[Opening Given information section]
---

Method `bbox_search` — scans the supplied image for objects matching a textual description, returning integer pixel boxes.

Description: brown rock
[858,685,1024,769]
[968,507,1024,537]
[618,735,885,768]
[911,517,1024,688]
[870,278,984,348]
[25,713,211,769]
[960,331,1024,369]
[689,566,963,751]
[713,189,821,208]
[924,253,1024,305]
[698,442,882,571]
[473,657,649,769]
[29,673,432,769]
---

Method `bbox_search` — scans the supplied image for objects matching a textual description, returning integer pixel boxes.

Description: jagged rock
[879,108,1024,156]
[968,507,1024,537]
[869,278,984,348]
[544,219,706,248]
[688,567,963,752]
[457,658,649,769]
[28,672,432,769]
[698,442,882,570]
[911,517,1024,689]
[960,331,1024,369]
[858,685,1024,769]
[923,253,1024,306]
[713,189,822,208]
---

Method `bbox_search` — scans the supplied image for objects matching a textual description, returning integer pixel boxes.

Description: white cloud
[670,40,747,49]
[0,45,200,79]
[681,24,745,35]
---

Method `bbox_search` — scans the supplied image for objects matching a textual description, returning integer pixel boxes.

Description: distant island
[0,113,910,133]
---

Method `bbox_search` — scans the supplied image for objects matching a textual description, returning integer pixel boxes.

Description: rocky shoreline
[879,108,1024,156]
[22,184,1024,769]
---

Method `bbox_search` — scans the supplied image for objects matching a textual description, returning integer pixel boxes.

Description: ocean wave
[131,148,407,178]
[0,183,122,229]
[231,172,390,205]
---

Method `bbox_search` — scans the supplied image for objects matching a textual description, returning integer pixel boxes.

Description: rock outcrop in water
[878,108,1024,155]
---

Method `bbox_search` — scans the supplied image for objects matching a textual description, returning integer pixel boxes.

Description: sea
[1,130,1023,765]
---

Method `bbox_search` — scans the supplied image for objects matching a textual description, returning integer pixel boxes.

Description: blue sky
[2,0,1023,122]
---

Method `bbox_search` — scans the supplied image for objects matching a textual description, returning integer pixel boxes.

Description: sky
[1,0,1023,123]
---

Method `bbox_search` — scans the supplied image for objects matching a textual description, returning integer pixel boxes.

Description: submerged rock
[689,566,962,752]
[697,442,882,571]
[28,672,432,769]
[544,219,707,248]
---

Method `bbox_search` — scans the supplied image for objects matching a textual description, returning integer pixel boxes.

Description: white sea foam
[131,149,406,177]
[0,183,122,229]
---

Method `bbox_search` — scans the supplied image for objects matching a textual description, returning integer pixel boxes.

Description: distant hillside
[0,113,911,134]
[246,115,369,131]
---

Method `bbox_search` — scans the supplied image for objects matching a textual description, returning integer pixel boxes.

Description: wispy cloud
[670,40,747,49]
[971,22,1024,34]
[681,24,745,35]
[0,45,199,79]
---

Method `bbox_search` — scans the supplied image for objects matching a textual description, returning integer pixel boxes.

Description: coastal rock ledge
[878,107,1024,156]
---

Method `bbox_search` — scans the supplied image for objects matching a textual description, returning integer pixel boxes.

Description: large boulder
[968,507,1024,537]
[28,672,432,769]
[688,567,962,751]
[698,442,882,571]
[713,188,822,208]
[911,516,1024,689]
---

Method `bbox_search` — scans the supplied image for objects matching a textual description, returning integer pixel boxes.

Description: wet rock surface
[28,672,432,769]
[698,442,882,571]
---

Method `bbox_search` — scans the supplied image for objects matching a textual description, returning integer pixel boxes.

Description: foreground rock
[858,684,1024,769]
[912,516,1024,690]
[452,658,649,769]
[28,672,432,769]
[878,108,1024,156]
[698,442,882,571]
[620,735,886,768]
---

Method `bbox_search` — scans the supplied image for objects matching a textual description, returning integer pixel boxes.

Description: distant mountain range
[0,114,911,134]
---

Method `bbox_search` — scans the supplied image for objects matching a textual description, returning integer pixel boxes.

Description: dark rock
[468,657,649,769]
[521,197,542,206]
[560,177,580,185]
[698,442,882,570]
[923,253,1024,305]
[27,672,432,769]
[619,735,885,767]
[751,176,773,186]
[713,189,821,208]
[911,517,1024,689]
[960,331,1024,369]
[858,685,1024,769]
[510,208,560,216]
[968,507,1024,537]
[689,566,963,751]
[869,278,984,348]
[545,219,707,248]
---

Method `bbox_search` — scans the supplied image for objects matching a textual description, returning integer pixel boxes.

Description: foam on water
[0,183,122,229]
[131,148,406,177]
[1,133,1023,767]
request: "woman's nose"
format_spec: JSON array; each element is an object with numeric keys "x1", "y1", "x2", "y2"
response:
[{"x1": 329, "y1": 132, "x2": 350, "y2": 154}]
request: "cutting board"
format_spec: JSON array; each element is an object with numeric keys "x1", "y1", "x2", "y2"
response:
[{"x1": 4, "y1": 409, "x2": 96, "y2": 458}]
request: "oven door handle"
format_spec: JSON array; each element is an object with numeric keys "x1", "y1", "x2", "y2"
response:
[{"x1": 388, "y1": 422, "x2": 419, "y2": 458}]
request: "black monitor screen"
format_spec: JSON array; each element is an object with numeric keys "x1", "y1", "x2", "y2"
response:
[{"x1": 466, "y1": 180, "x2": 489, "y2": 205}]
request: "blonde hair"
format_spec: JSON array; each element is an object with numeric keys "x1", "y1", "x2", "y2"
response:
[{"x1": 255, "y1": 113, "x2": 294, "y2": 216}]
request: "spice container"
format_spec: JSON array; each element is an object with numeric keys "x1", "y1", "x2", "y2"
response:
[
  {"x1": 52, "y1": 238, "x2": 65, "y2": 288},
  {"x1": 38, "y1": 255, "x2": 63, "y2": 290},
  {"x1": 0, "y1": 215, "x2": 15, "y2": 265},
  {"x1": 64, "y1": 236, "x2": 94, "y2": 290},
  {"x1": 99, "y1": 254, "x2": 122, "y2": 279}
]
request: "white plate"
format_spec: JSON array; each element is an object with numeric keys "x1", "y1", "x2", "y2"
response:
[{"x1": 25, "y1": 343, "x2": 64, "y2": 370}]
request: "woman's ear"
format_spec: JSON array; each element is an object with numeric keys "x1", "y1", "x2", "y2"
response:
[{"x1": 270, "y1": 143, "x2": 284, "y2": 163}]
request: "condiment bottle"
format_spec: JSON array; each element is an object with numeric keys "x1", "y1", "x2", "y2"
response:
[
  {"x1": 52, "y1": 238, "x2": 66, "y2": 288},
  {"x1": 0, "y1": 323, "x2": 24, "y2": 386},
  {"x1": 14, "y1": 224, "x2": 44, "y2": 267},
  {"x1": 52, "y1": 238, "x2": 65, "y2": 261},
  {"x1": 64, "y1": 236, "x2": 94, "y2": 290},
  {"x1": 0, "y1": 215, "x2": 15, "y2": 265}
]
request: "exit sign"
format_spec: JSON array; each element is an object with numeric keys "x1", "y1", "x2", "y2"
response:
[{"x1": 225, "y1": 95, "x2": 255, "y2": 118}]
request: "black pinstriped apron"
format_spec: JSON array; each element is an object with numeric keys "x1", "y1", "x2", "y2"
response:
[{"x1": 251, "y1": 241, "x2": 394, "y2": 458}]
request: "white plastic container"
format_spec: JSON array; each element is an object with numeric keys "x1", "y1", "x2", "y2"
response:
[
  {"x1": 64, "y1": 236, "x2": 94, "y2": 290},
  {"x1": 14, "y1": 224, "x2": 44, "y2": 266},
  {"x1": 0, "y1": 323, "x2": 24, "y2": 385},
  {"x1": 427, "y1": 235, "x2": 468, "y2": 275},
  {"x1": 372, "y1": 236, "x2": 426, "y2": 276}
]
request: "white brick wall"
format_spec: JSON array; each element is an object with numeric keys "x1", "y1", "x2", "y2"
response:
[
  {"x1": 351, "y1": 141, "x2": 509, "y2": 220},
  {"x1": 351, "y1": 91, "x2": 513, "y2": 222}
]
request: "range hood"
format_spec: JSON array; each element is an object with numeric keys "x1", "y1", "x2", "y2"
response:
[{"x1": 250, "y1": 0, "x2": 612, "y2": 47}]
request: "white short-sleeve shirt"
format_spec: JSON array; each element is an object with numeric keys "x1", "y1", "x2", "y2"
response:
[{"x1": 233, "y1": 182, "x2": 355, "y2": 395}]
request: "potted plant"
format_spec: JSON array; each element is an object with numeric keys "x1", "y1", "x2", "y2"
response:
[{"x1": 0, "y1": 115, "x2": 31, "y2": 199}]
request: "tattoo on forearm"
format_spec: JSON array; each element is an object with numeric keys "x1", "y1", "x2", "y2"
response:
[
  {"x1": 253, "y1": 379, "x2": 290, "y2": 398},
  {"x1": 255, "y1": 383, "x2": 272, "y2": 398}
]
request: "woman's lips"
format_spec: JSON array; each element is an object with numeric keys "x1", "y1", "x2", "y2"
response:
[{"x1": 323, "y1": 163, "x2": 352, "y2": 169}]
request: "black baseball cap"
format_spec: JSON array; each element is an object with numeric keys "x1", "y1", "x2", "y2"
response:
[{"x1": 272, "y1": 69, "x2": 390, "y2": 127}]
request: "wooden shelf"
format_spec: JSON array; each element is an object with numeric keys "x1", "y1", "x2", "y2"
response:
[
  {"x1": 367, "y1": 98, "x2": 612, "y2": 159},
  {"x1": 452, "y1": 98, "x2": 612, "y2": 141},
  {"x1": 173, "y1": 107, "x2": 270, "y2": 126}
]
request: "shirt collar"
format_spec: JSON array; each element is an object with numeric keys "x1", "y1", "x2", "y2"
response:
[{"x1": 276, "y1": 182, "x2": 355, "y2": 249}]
[Closing Given information section]
Your goal: Whenever the word "shirt" appears in a line of the listing, report that line.

Result:
request: "white short-sleeve shirt"
request: "shirt collar"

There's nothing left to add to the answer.